#### The problem:
Convert every line of the rows below into a JSON list of strings, one string per line, skipping blank lines.

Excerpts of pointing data
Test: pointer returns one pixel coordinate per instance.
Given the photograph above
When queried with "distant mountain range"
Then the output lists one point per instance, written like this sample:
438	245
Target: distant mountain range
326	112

#### Full solution:
[
  "Test: pointer returns one pixel coordinate per instance.",
  "Given the photograph above",
  "When queried with \"distant mountain range\"",
  "Then the output lists one point per instance, written like this sample:",
  "438\t245",
  "Target: distant mountain range",
  "326\t112"
]